━━━ Given text
| Title: | Multi-Objective Optimization for Collecting Cluster Alternatives | 
| Version: | 1.4 | 
| Date: | 2020-03-11 | 
| Author: | Johann Kraus <johann.kraus@uni-ulm.de> | 
| Maintainer: | Hans Kestler <hans.kestler@uni-ulm.de> | 
| Description: | Provides methods to analyze cluster alternatives based on multi-objective optimization of cluster validation indices. For details see Kraus et al. (2011) <doi:10.1007/s00180-011-0244-6>. | 
| Depends: | R (≥ 2.0.0), cclust, clue, cluster, class | 
| License: | Artistic License 2.0 | 
| NeedsCompilation: | no | 
| Packaged: | 2020-03-11 15:58:43 UTC; kraus | 
| Repository: | CRAN | 
| Date/Publication: | 2020-03-17 10:20:02 UTC | 
Multi-objective optimization for collecting cluster alternatives
Description
This package provides methods to analyze cluster alternatives based on multi-objective optimization of cluster validation indices.
Details
| Package: | MOCCA | 
| Version: | 1.4 | 
| Date: | 2020-03-05 | 
| Depends: | R (>= 2.0.0), cclust, clue, cluster, class | 
| License: | Artistic License 2.0 | 
Estimating the optimal cluster number of a dataset is often a difficult problem. Cluster validation indices are designed to rate a clustering and can be used to rank different cluster sizes. Bootstrapping has been proposed to determine robust cluster numbers based on such indices. However, these estimations vary depending on the employed clustering algorithm and cluster validation index. The idea of MOCCA is to estimate robust cluster numbers by aggregating the best cluster numbers of several clustering algorithms and cluster validation indices in a multi-objective setting.
━━━━━━
━━━ Recorded information
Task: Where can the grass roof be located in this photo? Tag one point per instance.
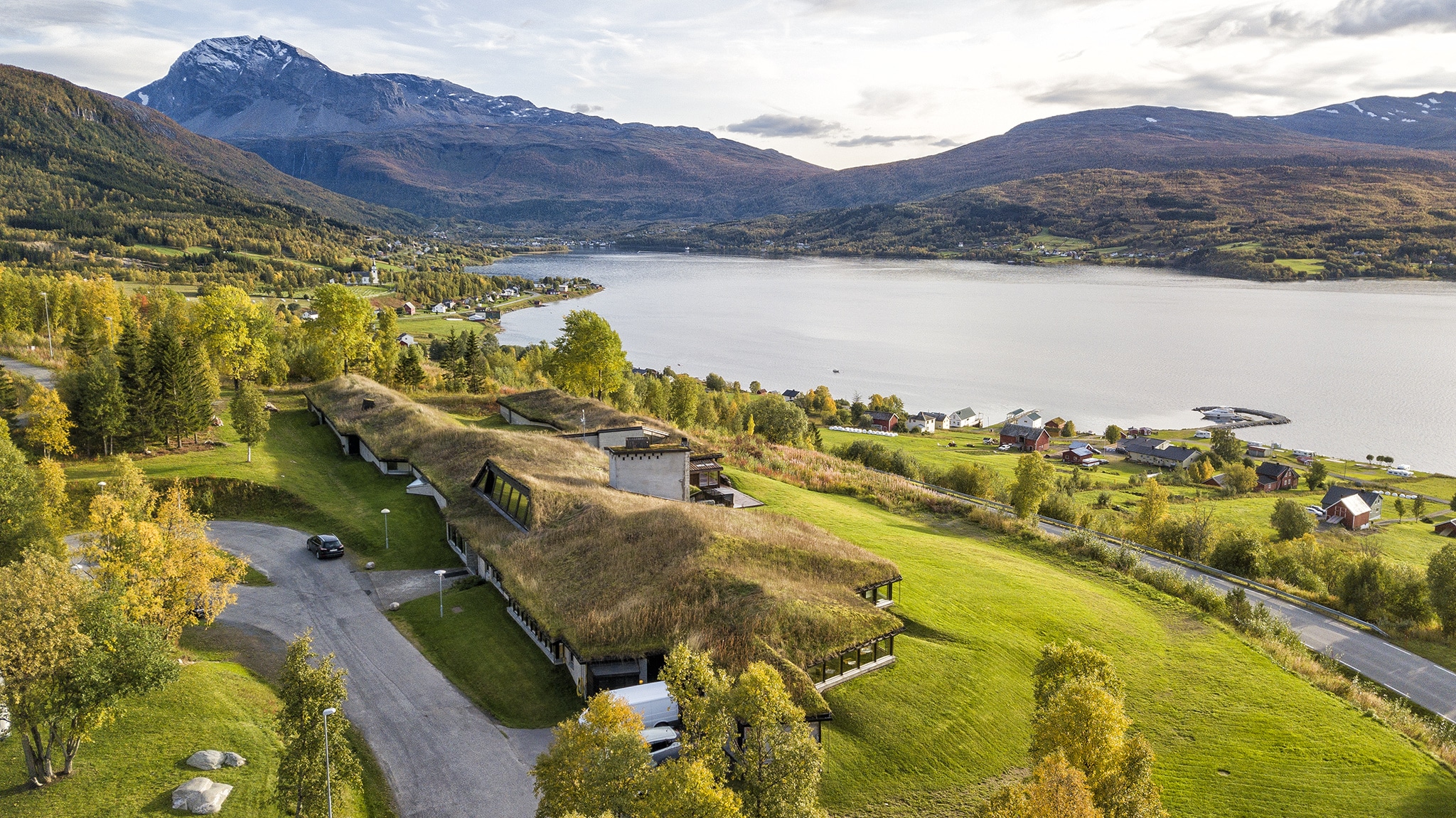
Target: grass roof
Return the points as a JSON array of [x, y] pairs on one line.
[[618, 574]]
━━━━━━
• [Things to do]
1. Summarize the MOCCA package description in two sentences.
2. Continue the MOCCA package description from the point where it ends.

• [Response list]
1. MOCCA, version 1.4, provides methods to analyze cluster alternatives based on multi-objective optimization of cluster validation indices. Estimates of the optimal cluster number vary with the clustering algorithm and cluster validation index used, and MOCCA's idea is to estimate robust cluster numbers by aggregating the best cluster numbers of several algorithms and indices in a multi-objective setting.

2.
The main function of the package is mocca, which applies multiple cluster algorithms to a cluster dataset in a bootstrapping setting and calculates several cluster validation indices. These results can be compared by calculating the Pareto-optimal cluster sizes and ranking them according to their domination. This is implemented in analyzePareto.
Author(s)
Johann Kraus <johann.kraus@uni-ulm.de> Maintainer: Hans Kestler <hans.kestler@uni-ulm.de>
Examples
data(toy5)
obj <- mocca(toy5, R=10, K=2:5)
print(analyzePareto(obj$objectiveVals))
Analyze the Pareto-optimal cluster sizes
Description
Computes the set of Pareto-optimal cluster sizes in obj according to the values of the cluster validation indices. A ranking of optimal cluster sizes and a table illustrating the ranking of solutions are returned.
Usage
analyzePareto(obj)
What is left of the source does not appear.